_Istruzioni di lavoro_: Per favore, traduci in inglese questa frase della recensione su «Il giovane favoloso»: «Ma, come ha scritto Corrado Augias (la Repubblica, 21 ottobre), ‘Leopardi è un universum, difficile abbracciarlo tutto’.»

Cultura e Società

Il giovane favoloso

23/10/14

Dati sul film: regia di Mario Martone, Italia, 137′

Trailer: 

Genere: biografico, drammatico

Trama

“Il giovane favoloso”, di Mario Martone, in Concorso alla 71esima Mostra del Cinema di Venezia, è da qualche giorno in sala con incassi al botteghino inaspettati.

Racconta, si sa, del grande poeta Leopardi in tre capitoli, scanditi dai suoi versi più sublimi: l’infanzia e l’adolescenza a Recanati, di ‘studio matto e disperatissimo’; l’incontro con l’intellettuale liberale Pietro Giordani, che per primo riconosce il suo talento e la fuga a Firenze con l’amico Antonio Ranieri (Michele Riondino), letterato e patriota; il periodo trascorso a Napoli, con il colera e l’eruzione del Vesuvio, dove morirà a soli trentanove anni.

Andare o non andare a vedere il film?

Martone e la moglie Ippolita di Majo hanno scritto una sceneggiatura (già pubblicata da Mondadori) erudita, ben equilibrata, lineare, frutto di un lungo lavoro di studio su tutti gli scritti del poeta, cogliendo ‘il disagio di sentirsi scomodi nell’esistenza’, come ha dichiarato il regista. Hanno preferito non indugiare sulla natura della relazione con Ranieri, da cui Leopardi era dipendente anche fisicamente, né sull’innamoramento, mai ricambiato, nei confronti di quella Fanny di cui Ranieri era amante, né approfondito il suo lato patriottico. Ma, come ha scritto Corrado Augias (la Repubblica, 21 ottobre), ‘Leopardi è un universum, difficile abbracciarlo tutto’.

Emerge il ritratto di un uomo geniale, prigioniero in contenitori troppo stretti per lui: la famiglia, il corpo deformato dal morbo di Pott, così debole ‘da non riuscire a sviluppare una malattia mortale’, e un ‘Italia ‘che era ed è ancora un paese tagliato su misura per vecchi, conformisti e mediocri’, come ha scritto Curzio Maltese su la Repubblica (2/9/2914).

_Voci fornite_:

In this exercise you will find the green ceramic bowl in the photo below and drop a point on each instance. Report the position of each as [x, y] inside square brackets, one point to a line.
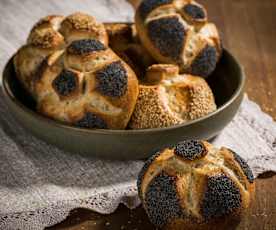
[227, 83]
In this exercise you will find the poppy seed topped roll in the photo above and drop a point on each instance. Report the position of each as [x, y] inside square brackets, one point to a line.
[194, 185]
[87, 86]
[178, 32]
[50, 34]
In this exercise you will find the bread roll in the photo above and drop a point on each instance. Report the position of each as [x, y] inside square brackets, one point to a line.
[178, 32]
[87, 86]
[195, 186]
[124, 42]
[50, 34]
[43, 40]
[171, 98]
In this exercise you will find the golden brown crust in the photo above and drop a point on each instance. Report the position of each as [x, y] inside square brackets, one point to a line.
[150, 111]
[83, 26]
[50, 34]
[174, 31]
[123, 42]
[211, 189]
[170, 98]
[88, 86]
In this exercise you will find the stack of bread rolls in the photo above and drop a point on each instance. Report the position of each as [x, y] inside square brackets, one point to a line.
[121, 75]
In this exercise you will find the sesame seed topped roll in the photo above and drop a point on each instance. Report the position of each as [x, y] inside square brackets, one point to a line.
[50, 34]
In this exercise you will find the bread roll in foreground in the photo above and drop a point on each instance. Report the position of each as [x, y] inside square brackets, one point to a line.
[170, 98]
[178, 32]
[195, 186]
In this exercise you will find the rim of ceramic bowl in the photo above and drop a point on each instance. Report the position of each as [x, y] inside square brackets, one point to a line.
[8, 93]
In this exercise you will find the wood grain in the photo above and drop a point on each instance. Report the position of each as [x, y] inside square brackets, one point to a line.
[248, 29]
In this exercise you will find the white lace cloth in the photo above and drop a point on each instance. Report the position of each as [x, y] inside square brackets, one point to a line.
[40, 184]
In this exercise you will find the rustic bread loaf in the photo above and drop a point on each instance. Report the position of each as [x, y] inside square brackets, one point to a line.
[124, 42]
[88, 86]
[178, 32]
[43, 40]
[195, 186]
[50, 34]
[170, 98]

_Risultato esercizio_: But, as Corrado Augias wrote (la Repubblica, October 21), "Leopardi is a universum, hard to embrace in his entirety."